(Raw records)
********

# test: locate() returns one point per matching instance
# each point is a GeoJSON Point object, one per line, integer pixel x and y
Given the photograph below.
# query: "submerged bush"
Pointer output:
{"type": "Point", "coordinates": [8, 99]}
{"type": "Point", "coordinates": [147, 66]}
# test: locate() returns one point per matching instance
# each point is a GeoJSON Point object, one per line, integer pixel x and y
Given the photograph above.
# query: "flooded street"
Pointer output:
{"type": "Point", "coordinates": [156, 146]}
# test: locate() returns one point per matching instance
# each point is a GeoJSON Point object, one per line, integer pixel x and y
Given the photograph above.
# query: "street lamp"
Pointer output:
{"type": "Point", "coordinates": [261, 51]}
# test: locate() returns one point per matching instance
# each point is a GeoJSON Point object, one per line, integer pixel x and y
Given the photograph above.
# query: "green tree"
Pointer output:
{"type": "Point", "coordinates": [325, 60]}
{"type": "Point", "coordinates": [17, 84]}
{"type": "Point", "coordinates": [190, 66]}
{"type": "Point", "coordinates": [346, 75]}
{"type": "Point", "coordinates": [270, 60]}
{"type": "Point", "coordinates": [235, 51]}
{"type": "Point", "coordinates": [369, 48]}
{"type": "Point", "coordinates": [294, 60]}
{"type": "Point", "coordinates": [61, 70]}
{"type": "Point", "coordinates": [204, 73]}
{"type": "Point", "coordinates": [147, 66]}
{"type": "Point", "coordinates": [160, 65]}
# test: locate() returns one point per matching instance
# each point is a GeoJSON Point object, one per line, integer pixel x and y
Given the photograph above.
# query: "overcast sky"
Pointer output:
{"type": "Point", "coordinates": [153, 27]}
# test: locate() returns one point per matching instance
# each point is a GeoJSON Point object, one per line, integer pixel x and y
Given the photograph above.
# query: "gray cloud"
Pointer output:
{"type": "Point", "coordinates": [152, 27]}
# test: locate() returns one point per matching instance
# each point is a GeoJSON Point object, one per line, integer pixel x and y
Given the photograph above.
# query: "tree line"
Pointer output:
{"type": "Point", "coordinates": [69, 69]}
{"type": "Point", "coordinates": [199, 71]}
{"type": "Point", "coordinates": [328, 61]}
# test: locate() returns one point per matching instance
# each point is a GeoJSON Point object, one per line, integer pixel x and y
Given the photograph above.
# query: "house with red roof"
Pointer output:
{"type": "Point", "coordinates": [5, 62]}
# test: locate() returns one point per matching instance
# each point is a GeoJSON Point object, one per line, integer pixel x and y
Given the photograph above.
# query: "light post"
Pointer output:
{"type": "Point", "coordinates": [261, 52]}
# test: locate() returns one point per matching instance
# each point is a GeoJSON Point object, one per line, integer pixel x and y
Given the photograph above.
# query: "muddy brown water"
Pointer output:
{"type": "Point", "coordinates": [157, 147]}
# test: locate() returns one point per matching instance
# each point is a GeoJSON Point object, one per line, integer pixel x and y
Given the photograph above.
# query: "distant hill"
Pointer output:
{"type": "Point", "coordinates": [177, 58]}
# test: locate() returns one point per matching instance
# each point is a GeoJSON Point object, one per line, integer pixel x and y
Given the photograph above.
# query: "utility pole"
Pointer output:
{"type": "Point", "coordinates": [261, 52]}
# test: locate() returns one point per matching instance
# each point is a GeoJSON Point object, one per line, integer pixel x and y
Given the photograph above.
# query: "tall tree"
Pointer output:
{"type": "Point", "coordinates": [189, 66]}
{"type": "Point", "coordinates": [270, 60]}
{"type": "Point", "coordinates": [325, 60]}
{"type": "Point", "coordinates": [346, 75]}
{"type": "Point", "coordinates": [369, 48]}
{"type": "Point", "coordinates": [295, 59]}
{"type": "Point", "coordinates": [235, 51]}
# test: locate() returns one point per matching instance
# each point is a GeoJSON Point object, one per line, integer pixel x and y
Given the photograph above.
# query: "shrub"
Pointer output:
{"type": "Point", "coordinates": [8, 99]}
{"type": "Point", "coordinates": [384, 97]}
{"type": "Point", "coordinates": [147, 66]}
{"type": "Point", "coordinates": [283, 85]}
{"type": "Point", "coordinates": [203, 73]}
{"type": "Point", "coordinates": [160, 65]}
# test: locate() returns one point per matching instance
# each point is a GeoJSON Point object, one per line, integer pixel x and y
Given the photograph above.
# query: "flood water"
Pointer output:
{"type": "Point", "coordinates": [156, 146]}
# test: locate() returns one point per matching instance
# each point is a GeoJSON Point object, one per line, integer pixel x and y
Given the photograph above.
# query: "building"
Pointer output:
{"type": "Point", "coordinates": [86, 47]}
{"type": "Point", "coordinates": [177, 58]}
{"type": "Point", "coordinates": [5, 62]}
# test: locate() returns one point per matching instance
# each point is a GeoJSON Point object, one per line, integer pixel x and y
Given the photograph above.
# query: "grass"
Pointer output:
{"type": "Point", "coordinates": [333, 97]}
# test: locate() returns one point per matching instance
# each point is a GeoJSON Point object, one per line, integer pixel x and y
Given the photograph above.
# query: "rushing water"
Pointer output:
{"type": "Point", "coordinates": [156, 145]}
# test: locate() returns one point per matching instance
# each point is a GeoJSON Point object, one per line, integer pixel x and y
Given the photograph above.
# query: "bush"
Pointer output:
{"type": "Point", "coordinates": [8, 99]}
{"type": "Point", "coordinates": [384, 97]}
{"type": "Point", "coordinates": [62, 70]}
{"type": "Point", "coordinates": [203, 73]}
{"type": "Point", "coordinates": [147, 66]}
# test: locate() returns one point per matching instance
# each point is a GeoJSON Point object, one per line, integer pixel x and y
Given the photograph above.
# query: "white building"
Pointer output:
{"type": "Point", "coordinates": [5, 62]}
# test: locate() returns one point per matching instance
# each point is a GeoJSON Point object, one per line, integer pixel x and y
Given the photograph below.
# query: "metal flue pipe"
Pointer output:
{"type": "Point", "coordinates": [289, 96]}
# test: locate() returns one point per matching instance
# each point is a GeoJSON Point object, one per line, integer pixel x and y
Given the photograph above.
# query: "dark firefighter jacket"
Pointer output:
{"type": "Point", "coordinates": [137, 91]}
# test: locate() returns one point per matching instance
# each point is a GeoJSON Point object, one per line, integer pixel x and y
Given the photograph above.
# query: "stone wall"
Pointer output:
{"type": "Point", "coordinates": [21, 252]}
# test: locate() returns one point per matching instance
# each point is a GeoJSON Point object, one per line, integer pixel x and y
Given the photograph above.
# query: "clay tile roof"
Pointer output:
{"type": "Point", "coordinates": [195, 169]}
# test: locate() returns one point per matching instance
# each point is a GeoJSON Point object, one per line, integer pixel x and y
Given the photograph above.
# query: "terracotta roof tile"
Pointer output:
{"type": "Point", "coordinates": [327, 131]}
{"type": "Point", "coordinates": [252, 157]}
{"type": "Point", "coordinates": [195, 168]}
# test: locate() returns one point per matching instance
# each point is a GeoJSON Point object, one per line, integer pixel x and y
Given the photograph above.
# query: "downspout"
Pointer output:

********

Select each line of the records above that contains the string "street" and copy those lines in order. Matching is case-sensitive.

◆ Solved exercise
# query: "flooded street"
# query: "street lamp"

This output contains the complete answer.